**TASK TO CARRY OUT**
When the line containing "Prompt = Locate the car taillight" is found in the data below, copy it and each line after it through the line containing "Prompt = Locate the door", exactly and with no others.

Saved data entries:
··········

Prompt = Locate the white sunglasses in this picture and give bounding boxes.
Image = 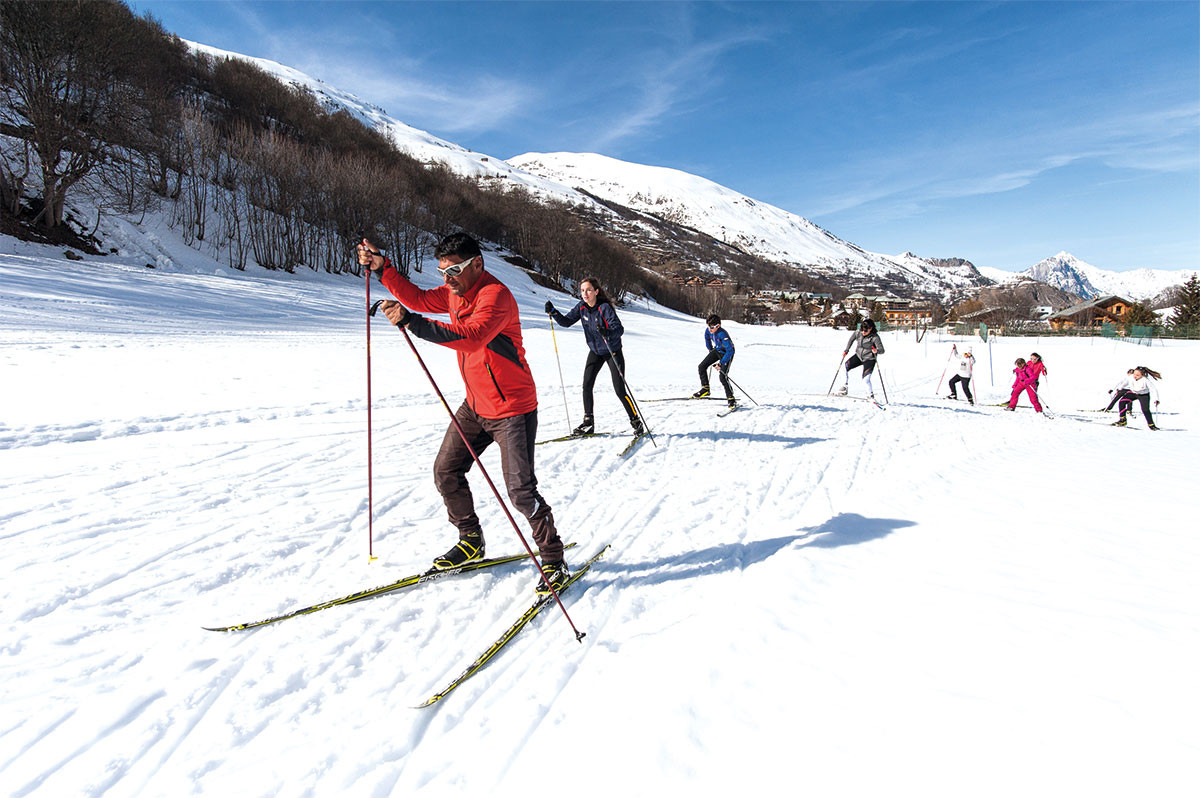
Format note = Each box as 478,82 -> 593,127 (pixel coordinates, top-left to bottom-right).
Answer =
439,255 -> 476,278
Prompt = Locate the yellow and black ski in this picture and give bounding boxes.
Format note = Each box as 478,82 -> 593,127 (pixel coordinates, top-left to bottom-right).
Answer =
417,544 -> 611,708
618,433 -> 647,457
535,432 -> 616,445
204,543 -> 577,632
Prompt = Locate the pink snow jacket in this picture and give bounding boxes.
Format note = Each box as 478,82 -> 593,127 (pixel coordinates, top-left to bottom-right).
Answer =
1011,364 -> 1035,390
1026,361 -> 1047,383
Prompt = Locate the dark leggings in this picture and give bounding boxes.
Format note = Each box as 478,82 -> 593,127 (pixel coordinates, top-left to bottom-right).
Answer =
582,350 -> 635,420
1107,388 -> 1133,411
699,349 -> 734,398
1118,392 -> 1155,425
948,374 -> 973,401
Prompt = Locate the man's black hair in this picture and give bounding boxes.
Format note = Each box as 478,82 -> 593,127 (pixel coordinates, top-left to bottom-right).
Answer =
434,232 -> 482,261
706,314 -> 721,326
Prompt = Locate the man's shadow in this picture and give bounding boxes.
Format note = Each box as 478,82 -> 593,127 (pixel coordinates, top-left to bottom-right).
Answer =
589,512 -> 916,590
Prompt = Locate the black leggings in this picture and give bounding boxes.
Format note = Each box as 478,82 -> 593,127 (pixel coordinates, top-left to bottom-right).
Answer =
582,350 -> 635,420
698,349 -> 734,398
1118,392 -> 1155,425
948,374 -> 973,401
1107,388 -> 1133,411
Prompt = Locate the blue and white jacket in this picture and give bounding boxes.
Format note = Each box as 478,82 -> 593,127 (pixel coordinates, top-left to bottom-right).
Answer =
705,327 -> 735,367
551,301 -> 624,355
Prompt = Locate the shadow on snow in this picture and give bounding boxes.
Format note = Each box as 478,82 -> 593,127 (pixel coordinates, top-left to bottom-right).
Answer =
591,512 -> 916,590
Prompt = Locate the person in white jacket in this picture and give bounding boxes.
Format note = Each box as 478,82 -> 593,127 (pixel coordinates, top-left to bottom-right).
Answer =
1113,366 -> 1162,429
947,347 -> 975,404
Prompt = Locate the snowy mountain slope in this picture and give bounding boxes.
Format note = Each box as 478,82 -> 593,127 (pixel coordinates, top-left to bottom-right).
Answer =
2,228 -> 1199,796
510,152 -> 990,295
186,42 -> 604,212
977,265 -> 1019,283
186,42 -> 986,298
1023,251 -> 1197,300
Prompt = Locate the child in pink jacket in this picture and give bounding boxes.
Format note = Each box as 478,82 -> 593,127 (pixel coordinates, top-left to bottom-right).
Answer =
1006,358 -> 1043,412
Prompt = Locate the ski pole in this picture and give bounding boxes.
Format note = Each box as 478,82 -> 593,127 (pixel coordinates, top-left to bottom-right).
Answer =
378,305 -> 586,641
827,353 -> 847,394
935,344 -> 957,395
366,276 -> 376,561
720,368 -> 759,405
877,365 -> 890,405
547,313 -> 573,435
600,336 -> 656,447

··········

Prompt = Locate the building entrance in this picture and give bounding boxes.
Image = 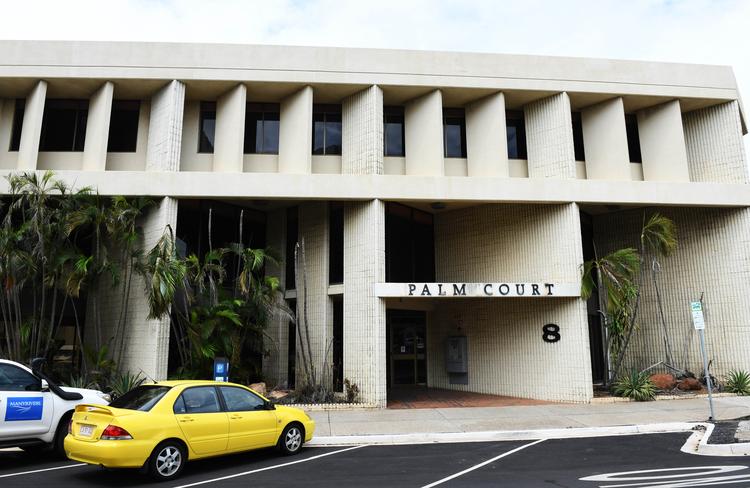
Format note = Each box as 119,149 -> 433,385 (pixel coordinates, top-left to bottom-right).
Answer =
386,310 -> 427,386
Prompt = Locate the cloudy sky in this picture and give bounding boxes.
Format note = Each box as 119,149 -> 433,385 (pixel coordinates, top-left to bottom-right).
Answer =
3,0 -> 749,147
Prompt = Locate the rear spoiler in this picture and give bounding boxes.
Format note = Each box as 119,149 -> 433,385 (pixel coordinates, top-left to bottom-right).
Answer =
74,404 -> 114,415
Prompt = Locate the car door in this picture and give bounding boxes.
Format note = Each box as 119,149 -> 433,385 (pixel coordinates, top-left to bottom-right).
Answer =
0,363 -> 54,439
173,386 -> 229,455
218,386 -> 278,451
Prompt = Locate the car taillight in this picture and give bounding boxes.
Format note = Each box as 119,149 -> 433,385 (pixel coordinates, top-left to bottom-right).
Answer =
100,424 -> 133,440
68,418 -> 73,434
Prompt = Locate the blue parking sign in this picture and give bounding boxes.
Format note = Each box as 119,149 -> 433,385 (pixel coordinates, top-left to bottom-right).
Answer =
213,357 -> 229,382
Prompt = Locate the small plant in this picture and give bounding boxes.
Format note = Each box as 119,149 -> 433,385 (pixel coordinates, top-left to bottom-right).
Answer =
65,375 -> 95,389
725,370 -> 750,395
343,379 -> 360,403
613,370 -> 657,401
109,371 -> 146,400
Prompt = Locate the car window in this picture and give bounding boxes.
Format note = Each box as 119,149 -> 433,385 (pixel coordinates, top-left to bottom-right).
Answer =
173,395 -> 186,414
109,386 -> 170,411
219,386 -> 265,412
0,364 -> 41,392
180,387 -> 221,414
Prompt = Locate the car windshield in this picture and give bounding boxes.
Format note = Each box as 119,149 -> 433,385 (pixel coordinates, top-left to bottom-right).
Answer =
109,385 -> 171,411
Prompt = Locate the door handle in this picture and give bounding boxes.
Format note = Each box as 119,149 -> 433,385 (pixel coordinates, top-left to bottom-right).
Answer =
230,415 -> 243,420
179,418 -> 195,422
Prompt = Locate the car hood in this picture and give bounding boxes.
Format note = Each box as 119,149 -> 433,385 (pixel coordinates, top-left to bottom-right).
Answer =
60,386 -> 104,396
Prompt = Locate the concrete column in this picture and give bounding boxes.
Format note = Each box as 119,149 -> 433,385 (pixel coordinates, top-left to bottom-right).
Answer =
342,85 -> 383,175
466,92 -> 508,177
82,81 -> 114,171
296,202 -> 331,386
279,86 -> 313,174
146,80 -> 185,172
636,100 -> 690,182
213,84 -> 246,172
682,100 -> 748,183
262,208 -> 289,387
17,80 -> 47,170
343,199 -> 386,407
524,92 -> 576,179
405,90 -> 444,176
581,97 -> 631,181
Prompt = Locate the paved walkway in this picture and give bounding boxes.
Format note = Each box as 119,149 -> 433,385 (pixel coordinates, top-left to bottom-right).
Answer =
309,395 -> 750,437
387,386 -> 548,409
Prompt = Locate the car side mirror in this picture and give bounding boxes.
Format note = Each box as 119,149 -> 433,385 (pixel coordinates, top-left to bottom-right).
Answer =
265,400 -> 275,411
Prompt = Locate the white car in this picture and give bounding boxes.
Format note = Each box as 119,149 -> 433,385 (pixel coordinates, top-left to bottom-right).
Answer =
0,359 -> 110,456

··········

**RESPONSE TO THIS EXERCISE**
Prompt = Locate the car taillight in this picture and give bounding boxes.
Format note = Each box as 119,149 -> 433,385 (pixel coordinates, top-left to bottom-right).
Answer =
100,424 -> 133,440
68,418 -> 73,434
Prompt = Locate the blue parking sign in this picture and give bounding boxes.
Format note = Each box as 119,149 -> 433,385 (pixel coordinates, top-left to bottom-right).
Answer =
213,357 -> 229,382
Prompt = Locate the small plant in this picture and give bounding boxes.
Format note = Each box as 119,149 -> 433,385 (pixel coordinates, top-left to bottom-right).
Answer =
65,375 -> 95,389
725,370 -> 750,395
343,379 -> 360,403
613,370 -> 657,401
109,371 -> 146,400
Prompt = Locate the car window in this picture and give bounding boxes.
Format note = Each box as 119,149 -> 433,385 (pixel coordinates, top-left to bottom-right).
Answer =
173,395 -> 186,414
109,386 -> 170,411
219,386 -> 265,412
0,364 -> 41,392
180,387 -> 221,414
Prompt = Locate the car windshield in this picture and give bounding boxes.
Format note = Each box as 119,149 -> 433,385 (pixel coordinates, top-left to bottom-right).
Answer =
109,385 -> 171,411
Prompt = Locate the door handle in this picture and give bounding boxes.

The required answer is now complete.